## REQUEST:
Repeat the records below exactly, leaving out any pictures.

## BEGIN

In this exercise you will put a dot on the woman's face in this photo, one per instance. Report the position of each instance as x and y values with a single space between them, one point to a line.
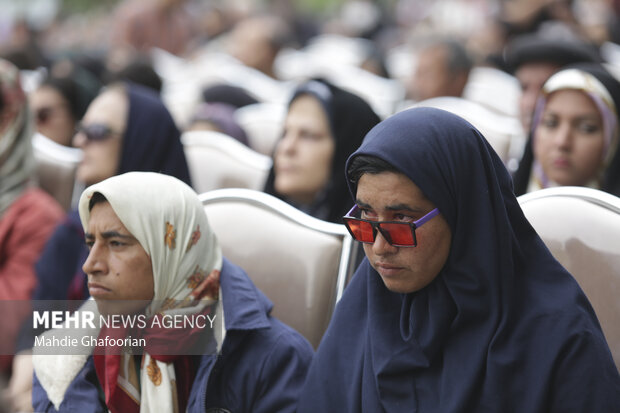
390 196
102 156
52 115
118 268
303 157
569 139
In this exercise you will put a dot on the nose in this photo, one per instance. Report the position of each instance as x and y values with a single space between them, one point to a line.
287 144
95 263
381 247
562 138
79 140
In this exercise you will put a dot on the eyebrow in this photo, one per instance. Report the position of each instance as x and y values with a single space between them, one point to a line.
109 234
395 207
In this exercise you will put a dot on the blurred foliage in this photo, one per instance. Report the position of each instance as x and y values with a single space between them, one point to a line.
81 6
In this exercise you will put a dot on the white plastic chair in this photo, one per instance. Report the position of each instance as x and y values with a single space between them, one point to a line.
300 263
263 124
217 161
500 130
56 169
581 228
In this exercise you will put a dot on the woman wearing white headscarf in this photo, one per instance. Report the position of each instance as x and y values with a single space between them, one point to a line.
575 133
28 215
150 240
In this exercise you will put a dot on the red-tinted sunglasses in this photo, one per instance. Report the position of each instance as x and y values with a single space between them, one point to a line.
396 233
96 131
44 114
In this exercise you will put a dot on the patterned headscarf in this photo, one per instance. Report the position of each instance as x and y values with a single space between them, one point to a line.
168 220
16 159
575 79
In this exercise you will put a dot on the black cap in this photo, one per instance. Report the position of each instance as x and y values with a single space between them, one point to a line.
533 48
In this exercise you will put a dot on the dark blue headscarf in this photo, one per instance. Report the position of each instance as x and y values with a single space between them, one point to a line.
151 142
350 118
502 328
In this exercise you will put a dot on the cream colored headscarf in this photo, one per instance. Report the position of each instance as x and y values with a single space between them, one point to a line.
16 158
168 220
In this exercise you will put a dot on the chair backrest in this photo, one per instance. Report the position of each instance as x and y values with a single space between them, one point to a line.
500 130
300 263
263 123
581 227
217 161
56 168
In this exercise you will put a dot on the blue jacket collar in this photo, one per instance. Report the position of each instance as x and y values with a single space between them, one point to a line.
245 306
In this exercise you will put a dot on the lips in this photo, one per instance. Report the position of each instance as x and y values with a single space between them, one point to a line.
98 290
386 269
561 163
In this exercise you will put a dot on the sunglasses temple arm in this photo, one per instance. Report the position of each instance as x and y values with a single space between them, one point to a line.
426 217
352 211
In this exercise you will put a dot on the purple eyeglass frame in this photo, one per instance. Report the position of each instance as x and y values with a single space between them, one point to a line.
375 226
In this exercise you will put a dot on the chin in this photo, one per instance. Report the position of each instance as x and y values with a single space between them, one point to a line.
399 288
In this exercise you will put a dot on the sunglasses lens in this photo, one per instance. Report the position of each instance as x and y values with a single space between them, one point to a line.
361 231
398 234
95 132
43 115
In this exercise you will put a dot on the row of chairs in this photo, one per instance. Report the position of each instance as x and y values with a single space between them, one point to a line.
303 264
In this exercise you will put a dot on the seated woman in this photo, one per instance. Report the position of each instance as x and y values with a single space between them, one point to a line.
458 306
150 240
59 103
28 215
575 134
125 128
323 126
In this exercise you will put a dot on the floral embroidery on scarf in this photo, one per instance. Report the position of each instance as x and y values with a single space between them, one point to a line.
196 278
167 305
194 238
152 370
170 237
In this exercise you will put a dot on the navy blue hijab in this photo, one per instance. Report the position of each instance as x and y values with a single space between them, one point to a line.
151 142
350 118
502 328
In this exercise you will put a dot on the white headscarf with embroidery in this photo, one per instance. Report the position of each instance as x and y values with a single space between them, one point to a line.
168 220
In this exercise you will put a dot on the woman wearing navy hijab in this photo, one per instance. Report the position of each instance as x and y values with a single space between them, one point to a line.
478 316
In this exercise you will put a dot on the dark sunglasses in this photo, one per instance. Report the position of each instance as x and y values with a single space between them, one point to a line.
396 233
96 131
43 115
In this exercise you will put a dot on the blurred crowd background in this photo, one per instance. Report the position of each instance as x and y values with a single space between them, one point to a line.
376 49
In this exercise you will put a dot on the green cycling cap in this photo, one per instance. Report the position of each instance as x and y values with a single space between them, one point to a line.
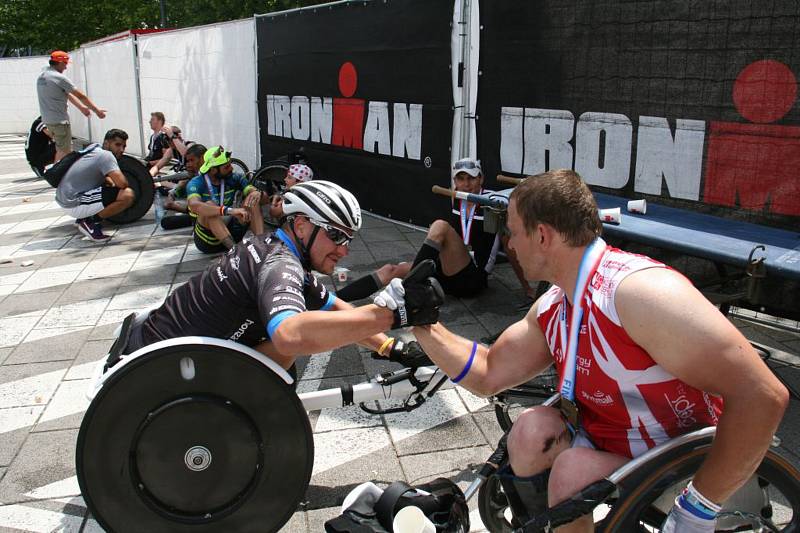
216 156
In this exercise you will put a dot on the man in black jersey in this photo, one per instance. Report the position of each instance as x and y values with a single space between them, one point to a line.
40 148
263 295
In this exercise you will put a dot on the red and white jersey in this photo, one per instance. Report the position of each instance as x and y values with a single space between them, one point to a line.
628 403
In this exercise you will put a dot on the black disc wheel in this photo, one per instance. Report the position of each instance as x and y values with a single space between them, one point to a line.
511 402
141 182
770 501
194 438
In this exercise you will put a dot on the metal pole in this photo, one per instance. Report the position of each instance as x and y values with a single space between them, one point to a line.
137 83
163 6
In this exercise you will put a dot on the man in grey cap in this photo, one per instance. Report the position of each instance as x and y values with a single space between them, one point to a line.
54 89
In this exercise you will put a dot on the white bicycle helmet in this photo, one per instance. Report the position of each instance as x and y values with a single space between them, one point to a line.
325 202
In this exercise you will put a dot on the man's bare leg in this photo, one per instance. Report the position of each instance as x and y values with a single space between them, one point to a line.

## END

## COMPLETED TASK:
In this exercise you will put a dot on the woman's face in this photo, one per instance. Report the position of each instance as x and y values with a single space between them, one point to a line.
390 196
102 156
52 115
118 268
303 157
569 139
In this exercise you will put a dot on the nose in this photo, one per instance. Report the position of each instance as x and y values with a single space between them, one point to a line.
287 144
95 263
381 247
562 138
79 140
In this exercise you will put a dot on the eyebrow in this photo, one per instance. Report the position of each instance as x and y values with a single space between them, one point to a line.
109 234
395 207
In this exercise you will put a dot on the blurred foliage in this photo, one per instance. Report the position of each instance as x and y values with a single space between them, one point to a line.
81 6
In this exercise you will put a dot on the white plastic chair in this photo, one per instance. Report the position of each instance as x and y values with a single space between them, one point to a line.
300 263
263 124
217 161
500 130
56 169
581 228
In this exercise you will put a dot on the woman wearing white headscarf in this photo, one per instance. Report the position of each instance as x and y values with a single space between them, one point to a line.
575 133
28 215
150 240
In this exercise you will put a dot on the red-tinted sunglasses in this photo, one per instance. Report the position of each instance as x and y values with a single space between them, one point to a line.
396 233
96 131
44 114
In this exercise you will put a dot on the patterned headscarf in this photo, one per instance. Report the position of each instance as x and y values with a single space between them, one point to a line.
168 220
16 159
575 79
In this exercise you will put a dot on the black cap in this photo, one per instance. Report the position of each instance as x and y values with a single space between them, one point to a line.
533 48
In this exercise you will put a dot on the dark blue headscarf in this photo, one per instance. Report the position of each instance as x and y values with a single space between them, one point to a line.
151 142
350 118
502 328
In this exercise you will put a dot on the cream colored headscarf in this photo, one per instance. Report the position of each instance as x and y values with a single space between them, one point to a line.
16 158
168 220
In this exercise you will put a dot on the chair backrest in this photo, one per instance. Report the position of each instance as x and y values with a single space between them, one point to a line.
500 130
300 263
263 123
581 227
217 161
56 168
In this exercise you will put a dot on the blue jacket collar in this photo, one per instance. Report the position of each instance as x and y values with a single space between them, one point to a line.
245 306
In this exercise you will put a dot on the lips in this photo, one per instance. Report the position of each instance as x and y values with a single space between them, one point to a line.
98 290
386 269
561 163
In this exercise you will put a dot on the sunglasses temple arm in this photo, one per instance. Report the position of each instance as x and y values with a single space between them, one point to a line.
426 217
352 211
In this exercise you will put a dot on the purple eyeglass frame in this photo, one per instance. Report the position of each instance as x and y values with a single space between them, one point to a line.
375 226
In this exercise you will put a dot on the chin in this photo, one per instance. Report the position of each instance as x and y values with a single space between them, one point to a line.
399 288
In this exercise you will put a dot on the sunglasses lens in this photo, one per instance. Report the position of each instance as x and y values with a single space between them, one point to a line.
361 231
398 234
95 132
43 115
In this exercise you will put a dot on the row of chairs in this photo, one per instance. Report the position of each instance as x and y values with a single space between them, one point to a line.
303 264
In this exercise you will put a dot on the seated woman in this photo, one per instance. Report the position of each instance as x and y values with a single space between them, one point to a line.
458 306
150 240
59 103
28 215
575 134
125 128
323 126
In this exercise you will put a dot on the floral embroidery on scarf in this photo, one per instance. Report the position of each instance as x and y values with a single space between them, one point to a line.
196 278
167 305
194 238
152 370
170 237
In this exercise you will put a dot on the navy blue hijab in this photo, one per instance. Report the position of each instance as x and y values with a single space between them, one point to a line.
151 142
350 118
502 328
In this exercise you will put a dot on the white headscarf with embroidery in this photo, one per instance. Report the position of each instance as x and y values with a single space between them, one point to a line.
168 220
In this exercise you will put a dot on the woman wearing navy hijab in this photo, one per instance. Report the position of each instance as x and y values with a single space between them, one point to a line.
478 316
In this exercise you will put a dot on the dark sunglasses in this photo, one per instance. Report the position of each instance as x and y values with a single space between them, one point to a line.
396 233
96 131
43 115
In this exercise you will put a dot on the blurred crowd background in this photo, one per instance. Report the position of each instance as x and y values with a single space between them, one point to a line.
376 49
In this exercise you will put a dot on the green cycling cap in this photo, one per instance. Report the position of each instance as x and y values with a single space between them, one point to a line.
216 156
In this exercise you will put a dot on the man in black jersey in this photo, one per instance. Report the position of each instance as x and y values with a single space between them, one point to a line.
40 148
263 295
In this exercise you will put a dot on the red and white jersey in this photo, one per instance. Report the position of each instance as x and y values with a single space between them, one point to a line.
628 403
In this exercise you will put a dot on the black disc wheel in this photo, one per instance. Report the position of each instance as x and y values with a single space between them, one point to a line.
511 402
141 182
770 501
194 438
In this exercise you will put a dot on the metal pole in this photo, one per instance. Report the position of each instance as x and y values with a single space between them, one point to a line.
137 83
163 6
In this exercise you will put a dot on the man in grey cap in this photo, one per instance. Report the position of each instance as x and y values with a single space between them, one point to a line.
54 89
In this exercise you will put a dot on the white bicycle helmet in this photo, one per instance. Report the position of each instance as x and y values with a single space between them, one point to a line.
325 202
In this exercise you will put a dot on the man's bare leg in this photo, one per instance. Report the position of each instance as x and y values with a single space between them, one point to a line.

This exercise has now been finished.